> **WORK TO COMPLETE**
Will you quote only the lines starting at the one that contains "the white ceramic" and ending with the last line of the listing below, inclusive?
--- start DATA SHOWN ---
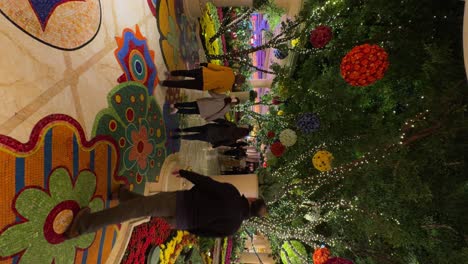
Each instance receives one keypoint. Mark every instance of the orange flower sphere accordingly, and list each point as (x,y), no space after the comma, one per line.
(321,255)
(364,65)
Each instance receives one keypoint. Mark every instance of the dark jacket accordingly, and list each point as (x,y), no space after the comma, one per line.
(222,133)
(211,208)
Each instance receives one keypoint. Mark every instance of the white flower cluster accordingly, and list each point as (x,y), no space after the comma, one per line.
(288,137)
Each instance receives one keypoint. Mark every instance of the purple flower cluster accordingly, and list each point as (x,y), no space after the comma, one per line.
(308,123)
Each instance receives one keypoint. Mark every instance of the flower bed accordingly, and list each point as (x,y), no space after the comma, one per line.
(147,235)
(171,250)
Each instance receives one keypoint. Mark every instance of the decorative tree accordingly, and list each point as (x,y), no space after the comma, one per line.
(398,180)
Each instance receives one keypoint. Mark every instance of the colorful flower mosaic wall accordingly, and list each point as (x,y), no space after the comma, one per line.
(136,59)
(175,32)
(45,182)
(134,120)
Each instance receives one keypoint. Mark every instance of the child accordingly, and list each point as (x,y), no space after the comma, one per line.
(209,108)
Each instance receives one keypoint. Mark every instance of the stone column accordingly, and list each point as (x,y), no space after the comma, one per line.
(261,83)
(247,184)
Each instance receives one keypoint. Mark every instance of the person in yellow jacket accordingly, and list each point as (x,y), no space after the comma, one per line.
(209,77)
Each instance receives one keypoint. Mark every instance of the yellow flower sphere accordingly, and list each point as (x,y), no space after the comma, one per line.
(322,160)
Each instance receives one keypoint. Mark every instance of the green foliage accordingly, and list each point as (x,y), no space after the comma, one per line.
(411,205)
(206,244)
(273,14)
(293,252)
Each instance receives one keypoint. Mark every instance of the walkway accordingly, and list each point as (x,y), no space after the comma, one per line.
(81,113)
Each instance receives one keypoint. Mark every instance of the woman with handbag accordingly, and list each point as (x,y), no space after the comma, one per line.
(209,108)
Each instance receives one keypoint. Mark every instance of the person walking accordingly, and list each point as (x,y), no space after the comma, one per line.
(208,209)
(219,133)
(209,108)
(210,77)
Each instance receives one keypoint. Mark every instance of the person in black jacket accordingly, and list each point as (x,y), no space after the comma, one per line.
(220,133)
(209,209)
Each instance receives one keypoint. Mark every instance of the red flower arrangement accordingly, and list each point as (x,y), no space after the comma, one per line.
(364,65)
(320,36)
(153,233)
(277,149)
(271,134)
(321,255)
(337,260)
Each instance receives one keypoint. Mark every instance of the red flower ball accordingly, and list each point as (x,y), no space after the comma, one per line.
(277,149)
(320,36)
(271,134)
(364,65)
(276,100)
(337,260)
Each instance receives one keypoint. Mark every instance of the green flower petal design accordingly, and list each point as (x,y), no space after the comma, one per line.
(9,242)
(96,205)
(42,233)
(141,138)
(37,210)
(62,188)
(130,103)
(86,240)
(68,254)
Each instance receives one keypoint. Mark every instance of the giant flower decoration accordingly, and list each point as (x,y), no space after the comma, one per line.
(337,260)
(293,252)
(321,255)
(136,59)
(288,137)
(141,147)
(46,215)
(322,160)
(364,65)
(135,121)
(277,149)
(308,123)
(320,36)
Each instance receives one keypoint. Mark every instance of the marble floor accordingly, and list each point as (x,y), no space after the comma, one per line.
(82,112)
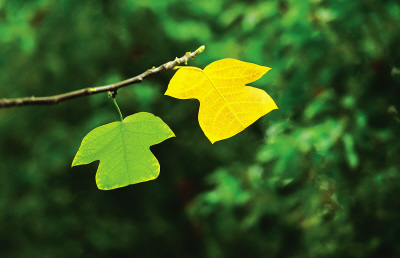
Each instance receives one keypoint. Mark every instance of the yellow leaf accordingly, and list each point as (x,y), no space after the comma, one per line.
(227,105)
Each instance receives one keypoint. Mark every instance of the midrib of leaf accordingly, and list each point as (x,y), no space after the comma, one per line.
(123,144)
(227,104)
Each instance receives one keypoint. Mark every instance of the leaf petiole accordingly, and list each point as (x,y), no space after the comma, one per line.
(119,111)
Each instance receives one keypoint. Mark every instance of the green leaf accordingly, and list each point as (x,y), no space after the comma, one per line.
(123,149)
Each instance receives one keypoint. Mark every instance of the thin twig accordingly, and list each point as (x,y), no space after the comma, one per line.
(89,91)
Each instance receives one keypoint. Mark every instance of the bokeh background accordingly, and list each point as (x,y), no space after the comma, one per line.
(319,177)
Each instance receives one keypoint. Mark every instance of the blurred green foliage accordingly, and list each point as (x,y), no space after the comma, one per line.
(317,178)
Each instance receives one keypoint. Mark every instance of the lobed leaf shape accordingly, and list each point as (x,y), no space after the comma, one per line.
(227,105)
(123,149)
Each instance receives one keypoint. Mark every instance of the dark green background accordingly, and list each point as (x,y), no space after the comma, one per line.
(317,178)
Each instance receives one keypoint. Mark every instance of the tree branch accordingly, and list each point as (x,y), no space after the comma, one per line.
(89,91)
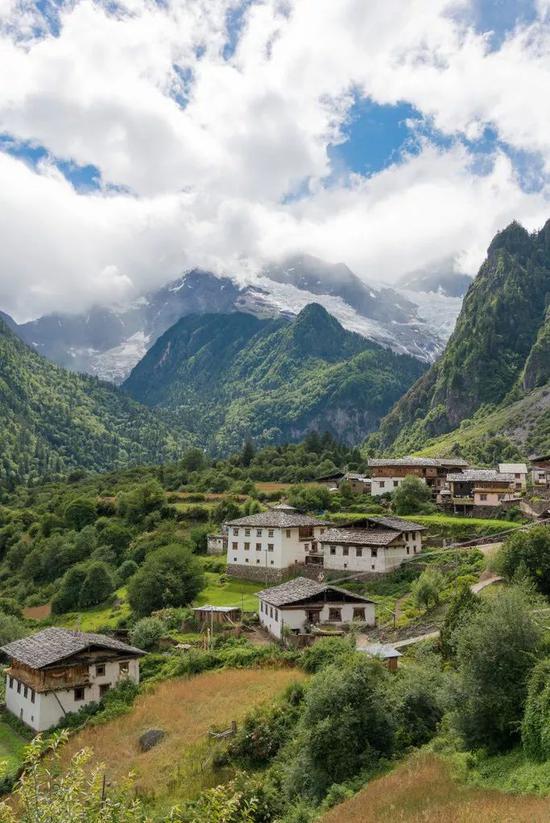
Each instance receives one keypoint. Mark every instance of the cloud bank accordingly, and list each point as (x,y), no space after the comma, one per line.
(142,139)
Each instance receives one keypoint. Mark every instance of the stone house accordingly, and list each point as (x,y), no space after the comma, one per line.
(370,545)
(56,672)
(265,546)
(300,604)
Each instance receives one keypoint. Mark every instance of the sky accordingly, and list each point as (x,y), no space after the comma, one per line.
(139,139)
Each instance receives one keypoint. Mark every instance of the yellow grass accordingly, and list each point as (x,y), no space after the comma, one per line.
(422,791)
(179,767)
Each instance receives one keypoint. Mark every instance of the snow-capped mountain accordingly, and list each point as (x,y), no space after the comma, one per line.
(108,342)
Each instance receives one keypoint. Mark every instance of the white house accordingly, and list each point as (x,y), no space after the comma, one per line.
(57,671)
(301,603)
(520,472)
(372,544)
(264,546)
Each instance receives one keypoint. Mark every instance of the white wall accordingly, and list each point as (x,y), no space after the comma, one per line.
(287,549)
(46,710)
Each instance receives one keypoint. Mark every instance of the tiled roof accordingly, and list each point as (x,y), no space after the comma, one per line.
(359,537)
(300,588)
(397,523)
(512,468)
(283,517)
(53,645)
(479,475)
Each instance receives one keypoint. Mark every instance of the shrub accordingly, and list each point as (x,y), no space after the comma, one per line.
(146,633)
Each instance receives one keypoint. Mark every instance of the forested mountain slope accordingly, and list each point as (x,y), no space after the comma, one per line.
(498,350)
(228,377)
(52,420)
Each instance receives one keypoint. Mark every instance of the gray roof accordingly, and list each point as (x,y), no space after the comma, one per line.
(359,537)
(397,523)
(382,650)
(480,475)
(300,588)
(283,517)
(54,645)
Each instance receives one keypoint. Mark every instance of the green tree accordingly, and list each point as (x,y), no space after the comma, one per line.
(535,729)
(496,651)
(80,512)
(97,586)
(345,727)
(68,596)
(531,550)
(76,794)
(170,576)
(146,633)
(425,589)
(412,496)
(462,607)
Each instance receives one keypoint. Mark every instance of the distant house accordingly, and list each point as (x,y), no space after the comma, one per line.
(382,651)
(301,603)
(359,483)
(266,545)
(216,543)
(371,544)
(57,671)
(540,472)
(479,488)
(388,473)
(520,472)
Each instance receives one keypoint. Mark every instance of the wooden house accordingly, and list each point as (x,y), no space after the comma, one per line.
(56,672)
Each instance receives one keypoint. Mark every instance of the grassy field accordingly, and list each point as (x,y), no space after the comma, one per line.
(232,592)
(179,767)
(422,790)
(11,749)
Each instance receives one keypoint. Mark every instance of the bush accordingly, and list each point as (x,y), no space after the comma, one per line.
(170,576)
(146,633)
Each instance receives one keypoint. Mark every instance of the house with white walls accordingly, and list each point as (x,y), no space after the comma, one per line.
(373,544)
(301,604)
(56,672)
(266,545)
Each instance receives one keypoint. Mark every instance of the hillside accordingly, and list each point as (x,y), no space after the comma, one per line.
(229,377)
(54,420)
(498,351)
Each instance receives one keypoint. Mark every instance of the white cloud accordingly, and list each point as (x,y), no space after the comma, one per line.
(210,147)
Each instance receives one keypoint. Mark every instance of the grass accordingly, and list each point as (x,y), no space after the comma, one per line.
(11,749)
(422,789)
(180,766)
(99,617)
(231,592)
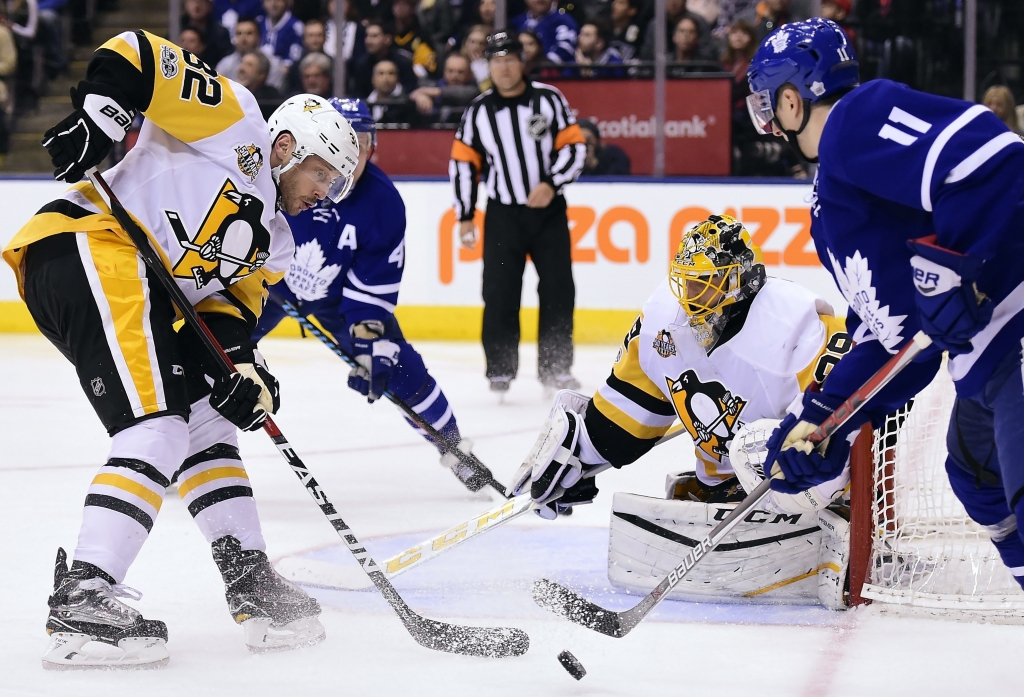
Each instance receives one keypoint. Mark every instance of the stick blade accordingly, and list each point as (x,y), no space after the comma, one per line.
(576,608)
(485,642)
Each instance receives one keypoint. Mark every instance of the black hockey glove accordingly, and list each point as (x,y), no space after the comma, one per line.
(246,397)
(83,139)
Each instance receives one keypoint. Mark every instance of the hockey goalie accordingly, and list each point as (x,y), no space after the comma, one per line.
(724,350)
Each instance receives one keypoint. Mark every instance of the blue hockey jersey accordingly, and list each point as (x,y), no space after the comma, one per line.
(557,31)
(349,257)
(896,165)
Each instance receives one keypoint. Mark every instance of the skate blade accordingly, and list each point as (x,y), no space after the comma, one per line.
(79,652)
(263,637)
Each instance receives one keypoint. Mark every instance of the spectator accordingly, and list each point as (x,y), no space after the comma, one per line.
(1000,100)
(557,31)
(217,42)
(246,40)
(227,12)
(741,43)
(674,11)
(592,47)
(353,41)
(380,38)
(769,15)
(472,48)
(626,35)
(445,101)
(437,20)
(313,40)
(688,53)
(602,160)
(409,37)
(192,41)
(388,101)
(282,33)
(316,75)
(253,73)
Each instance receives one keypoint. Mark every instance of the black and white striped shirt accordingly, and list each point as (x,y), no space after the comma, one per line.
(518,142)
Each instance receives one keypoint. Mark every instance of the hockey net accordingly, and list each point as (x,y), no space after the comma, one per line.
(913,548)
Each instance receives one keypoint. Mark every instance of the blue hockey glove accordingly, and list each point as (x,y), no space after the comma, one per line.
(377,359)
(802,466)
(949,306)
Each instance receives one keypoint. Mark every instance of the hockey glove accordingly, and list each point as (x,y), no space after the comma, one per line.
(246,397)
(799,462)
(82,140)
(949,306)
(377,359)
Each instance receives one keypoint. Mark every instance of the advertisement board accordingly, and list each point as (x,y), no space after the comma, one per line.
(624,234)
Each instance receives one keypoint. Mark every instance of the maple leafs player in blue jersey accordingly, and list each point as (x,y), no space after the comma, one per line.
(919,203)
(347,266)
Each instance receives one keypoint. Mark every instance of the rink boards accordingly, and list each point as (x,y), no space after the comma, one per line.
(624,234)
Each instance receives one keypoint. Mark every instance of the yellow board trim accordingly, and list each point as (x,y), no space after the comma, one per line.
(418,321)
(131,486)
(208,476)
(801,577)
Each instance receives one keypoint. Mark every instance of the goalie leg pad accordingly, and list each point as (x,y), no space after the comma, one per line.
(769,558)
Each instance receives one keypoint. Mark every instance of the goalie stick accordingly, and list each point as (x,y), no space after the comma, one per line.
(469,641)
(481,476)
(576,608)
(325,574)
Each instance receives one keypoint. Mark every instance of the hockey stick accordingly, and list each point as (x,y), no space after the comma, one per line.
(470,641)
(576,608)
(481,475)
(325,574)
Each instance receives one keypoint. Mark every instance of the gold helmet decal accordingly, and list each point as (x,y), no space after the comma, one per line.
(230,244)
(715,266)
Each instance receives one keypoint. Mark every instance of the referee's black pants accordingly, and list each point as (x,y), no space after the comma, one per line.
(510,233)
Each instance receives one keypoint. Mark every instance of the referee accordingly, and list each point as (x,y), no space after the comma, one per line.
(523,137)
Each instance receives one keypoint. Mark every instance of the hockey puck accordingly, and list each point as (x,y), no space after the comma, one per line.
(571,664)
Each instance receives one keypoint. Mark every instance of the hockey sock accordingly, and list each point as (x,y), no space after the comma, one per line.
(127,492)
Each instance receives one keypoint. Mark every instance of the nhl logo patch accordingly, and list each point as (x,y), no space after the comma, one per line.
(168,61)
(250,160)
(665,345)
(538,127)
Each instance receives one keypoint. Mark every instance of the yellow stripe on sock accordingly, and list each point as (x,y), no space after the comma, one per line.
(208,476)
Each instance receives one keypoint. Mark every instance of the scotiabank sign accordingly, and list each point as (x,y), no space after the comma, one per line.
(696,121)
(696,128)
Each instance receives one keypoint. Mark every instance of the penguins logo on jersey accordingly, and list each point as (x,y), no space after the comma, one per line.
(665,345)
(709,411)
(230,244)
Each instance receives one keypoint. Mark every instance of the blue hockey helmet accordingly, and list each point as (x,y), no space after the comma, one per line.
(357,114)
(815,56)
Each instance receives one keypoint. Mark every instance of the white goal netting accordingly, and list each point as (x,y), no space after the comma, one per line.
(927,555)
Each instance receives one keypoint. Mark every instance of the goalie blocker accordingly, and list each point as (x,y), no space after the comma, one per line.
(790,552)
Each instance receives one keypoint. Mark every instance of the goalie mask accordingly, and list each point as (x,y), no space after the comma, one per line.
(717,265)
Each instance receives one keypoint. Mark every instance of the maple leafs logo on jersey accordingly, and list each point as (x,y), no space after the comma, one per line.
(855,281)
(307,277)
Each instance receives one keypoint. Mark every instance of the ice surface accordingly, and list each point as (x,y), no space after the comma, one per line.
(386,482)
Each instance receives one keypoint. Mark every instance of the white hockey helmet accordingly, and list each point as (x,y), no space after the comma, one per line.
(317,129)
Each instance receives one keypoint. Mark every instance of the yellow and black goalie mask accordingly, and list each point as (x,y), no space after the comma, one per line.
(716,265)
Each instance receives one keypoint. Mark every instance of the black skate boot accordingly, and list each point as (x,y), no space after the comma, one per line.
(274,614)
(89,627)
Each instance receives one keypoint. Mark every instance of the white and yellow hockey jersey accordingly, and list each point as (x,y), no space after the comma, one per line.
(776,344)
(198,180)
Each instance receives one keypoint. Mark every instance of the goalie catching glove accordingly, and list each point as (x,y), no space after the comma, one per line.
(377,359)
(556,473)
(247,396)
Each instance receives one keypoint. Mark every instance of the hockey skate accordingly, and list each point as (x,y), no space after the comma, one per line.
(89,627)
(274,614)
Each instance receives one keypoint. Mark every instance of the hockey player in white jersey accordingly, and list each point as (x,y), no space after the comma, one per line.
(719,347)
(206,181)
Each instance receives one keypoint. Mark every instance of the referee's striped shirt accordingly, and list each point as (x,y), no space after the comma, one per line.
(518,142)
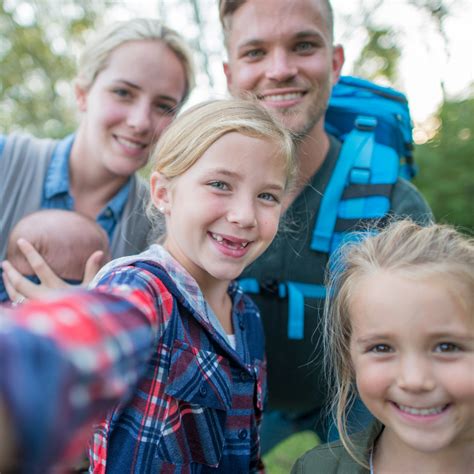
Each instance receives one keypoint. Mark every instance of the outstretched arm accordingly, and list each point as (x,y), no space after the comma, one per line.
(64,363)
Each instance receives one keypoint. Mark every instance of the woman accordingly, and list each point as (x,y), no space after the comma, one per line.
(132,79)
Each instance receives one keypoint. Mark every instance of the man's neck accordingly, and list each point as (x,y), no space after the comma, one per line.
(311,152)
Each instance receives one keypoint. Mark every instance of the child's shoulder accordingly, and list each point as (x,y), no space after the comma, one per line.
(333,458)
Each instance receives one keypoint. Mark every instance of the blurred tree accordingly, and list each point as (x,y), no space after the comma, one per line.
(446,175)
(37,53)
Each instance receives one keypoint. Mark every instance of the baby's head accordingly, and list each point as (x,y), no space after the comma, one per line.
(399,332)
(65,240)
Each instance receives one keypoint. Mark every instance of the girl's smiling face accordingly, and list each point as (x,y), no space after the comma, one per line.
(223,212)
(412,349)
(129,105)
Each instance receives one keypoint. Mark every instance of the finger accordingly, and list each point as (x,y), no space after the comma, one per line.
(39,266)
(93,264)
(16,284)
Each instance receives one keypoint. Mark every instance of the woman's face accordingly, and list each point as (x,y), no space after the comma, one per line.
(128,106)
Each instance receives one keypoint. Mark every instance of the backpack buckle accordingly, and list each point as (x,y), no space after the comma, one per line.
(365,124)
(270,286)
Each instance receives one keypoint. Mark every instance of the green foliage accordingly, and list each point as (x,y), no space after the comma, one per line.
(380,55)
(446,175)
(282,457)
(37,60)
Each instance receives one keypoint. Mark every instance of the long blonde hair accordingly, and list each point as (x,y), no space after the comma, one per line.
(404,246)
(96,53)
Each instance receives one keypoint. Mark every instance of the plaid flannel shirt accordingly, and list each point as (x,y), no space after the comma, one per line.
(192,403)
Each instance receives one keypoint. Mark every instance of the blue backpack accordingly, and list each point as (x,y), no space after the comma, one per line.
(374,124)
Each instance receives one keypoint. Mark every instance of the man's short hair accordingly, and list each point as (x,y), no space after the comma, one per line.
(228,7)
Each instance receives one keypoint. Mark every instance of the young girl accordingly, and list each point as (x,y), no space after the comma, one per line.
(167,331)
(132,78)
(400,331)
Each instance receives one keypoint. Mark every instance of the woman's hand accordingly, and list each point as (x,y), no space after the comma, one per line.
(20,288)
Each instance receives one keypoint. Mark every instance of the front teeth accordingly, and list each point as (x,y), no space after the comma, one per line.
(130,144)
(219,238)
(422,411)
(278,97)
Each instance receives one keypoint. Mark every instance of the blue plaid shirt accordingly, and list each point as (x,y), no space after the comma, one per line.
(190,403)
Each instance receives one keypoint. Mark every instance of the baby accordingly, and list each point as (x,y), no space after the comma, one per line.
(65,239)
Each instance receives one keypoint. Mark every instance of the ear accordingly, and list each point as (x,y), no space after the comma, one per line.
(81,97)
(337,62)
(160,191)
(228,74)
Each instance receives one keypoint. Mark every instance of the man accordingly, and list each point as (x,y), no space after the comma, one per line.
(281,52)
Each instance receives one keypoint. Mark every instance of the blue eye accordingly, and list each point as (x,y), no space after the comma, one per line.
(305,47)
(381,349)
(447,347)
(269,197)
(166,108)
(121,92)
(253,54)
(219,185)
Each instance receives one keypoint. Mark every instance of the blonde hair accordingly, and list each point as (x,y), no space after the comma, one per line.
(403,246)
(95,55)
(227,8)
(196,129)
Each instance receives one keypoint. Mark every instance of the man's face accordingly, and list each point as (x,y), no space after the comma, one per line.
(281,51)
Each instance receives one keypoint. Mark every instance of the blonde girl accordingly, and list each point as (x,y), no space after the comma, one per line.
(132,78)
(400,335)
(168,332)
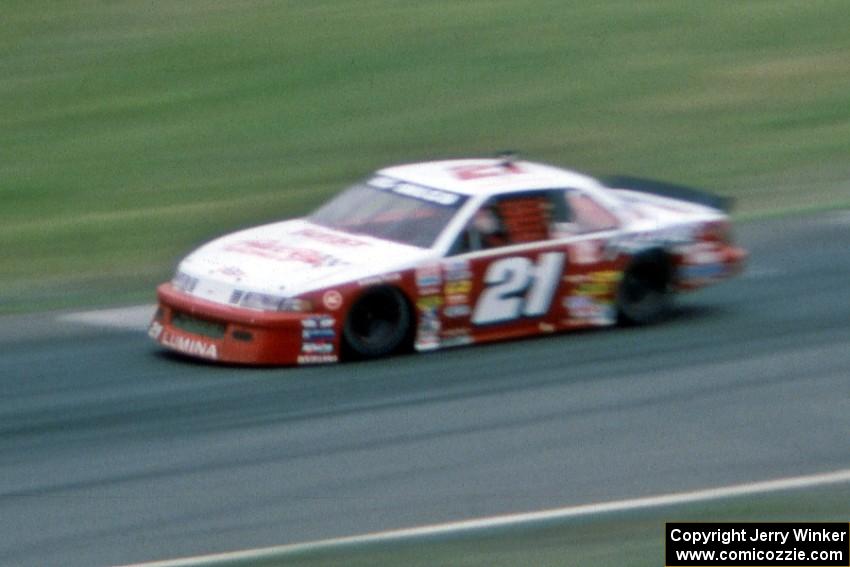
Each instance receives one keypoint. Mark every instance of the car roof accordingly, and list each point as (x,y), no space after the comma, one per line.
(489,176)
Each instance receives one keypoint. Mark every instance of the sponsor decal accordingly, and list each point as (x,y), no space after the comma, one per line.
(195,347)
(457,299)
(155,330)
(702,272)
(317,348)
(455,311)
(312,334)
(330,238)
(595,284)
(480,171)
(429,302)
(457,270)
(456,337)
(332,299)
(458,287)
(275,250)
(317,322)
(428,331)
(230,271)
(383,278)
(701,253)
(589,309)
(416,191)
(317,358)
(631,243)
(586,252)
(428,277)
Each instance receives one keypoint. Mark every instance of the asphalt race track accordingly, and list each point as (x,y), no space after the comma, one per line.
(113,452)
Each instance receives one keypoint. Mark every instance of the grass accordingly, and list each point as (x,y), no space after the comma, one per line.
(136,130)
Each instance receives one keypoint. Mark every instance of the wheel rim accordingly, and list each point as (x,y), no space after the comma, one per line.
(375,323)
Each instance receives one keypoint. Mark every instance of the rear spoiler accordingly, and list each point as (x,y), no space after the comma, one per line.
(670,190)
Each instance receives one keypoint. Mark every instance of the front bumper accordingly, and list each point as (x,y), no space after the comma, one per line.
(207,330)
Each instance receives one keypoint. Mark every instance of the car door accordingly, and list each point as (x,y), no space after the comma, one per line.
(503,275)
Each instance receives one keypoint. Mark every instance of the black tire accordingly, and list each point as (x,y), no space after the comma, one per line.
(377,324)
(644,294)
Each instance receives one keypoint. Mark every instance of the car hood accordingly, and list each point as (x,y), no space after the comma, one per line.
(288,259)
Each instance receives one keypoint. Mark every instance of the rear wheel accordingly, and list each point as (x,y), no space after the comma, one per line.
(644,295)
(377,324)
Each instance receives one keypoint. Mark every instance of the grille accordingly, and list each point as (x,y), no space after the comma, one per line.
(197,326)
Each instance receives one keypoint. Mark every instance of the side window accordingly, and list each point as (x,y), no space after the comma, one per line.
(508,220)
(581,214)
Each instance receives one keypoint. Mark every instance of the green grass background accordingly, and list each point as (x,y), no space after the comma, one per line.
(132,131)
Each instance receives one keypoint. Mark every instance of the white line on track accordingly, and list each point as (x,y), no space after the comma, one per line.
(134,318)
(747,489)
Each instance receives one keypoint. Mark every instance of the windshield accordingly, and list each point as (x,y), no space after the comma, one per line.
(392,210)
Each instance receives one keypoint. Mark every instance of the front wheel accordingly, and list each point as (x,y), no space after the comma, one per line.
(377,324)
(644,295)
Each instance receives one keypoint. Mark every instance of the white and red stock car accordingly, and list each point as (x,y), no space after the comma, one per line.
(445,253)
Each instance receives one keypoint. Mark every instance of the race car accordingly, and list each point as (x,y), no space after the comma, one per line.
(437,254)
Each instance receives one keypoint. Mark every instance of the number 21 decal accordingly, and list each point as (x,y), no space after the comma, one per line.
(517,287)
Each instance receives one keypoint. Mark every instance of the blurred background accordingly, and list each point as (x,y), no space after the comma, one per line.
(132,131)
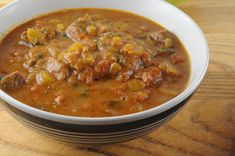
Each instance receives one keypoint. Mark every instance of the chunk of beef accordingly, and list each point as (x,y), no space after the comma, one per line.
(53,65)
(12,81)
(75,31)
(152,75)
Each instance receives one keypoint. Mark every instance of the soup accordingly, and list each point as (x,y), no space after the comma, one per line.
(92,63)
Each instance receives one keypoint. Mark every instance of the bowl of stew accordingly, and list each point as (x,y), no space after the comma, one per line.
(98,71)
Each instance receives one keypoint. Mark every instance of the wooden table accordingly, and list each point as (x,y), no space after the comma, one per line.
(205,127)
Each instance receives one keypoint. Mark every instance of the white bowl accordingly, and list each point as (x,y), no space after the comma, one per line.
(109,129)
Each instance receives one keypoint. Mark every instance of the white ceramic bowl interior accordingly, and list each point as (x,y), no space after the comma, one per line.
(159,11)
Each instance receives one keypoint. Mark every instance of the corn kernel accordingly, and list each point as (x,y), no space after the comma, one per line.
(116,41)
(91,29)
(115,68)
(43,78)
(35,36)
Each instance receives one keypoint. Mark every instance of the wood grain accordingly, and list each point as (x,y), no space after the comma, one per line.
--- end DATA SHOWN ---
> **FULL RESPONSE**
Each instance receives one keypoint. Mark every instance of the white ceramic bowl interior accordingly, and list each point as (x,y), no space after the comma, one per line.
(159,11)
Each instance receives one keypoint. Mark every instance of the corn kernel accordingly, and list each point as (x,y), no space after the comma, one per line.
(116,41)
(91,29)
(115,68)
(43,78)
(35,36)
Each instance receives one keypoint. Mark every instance of the wood grain accordingly, and list each point as (x,y), no space after the comma, one per line.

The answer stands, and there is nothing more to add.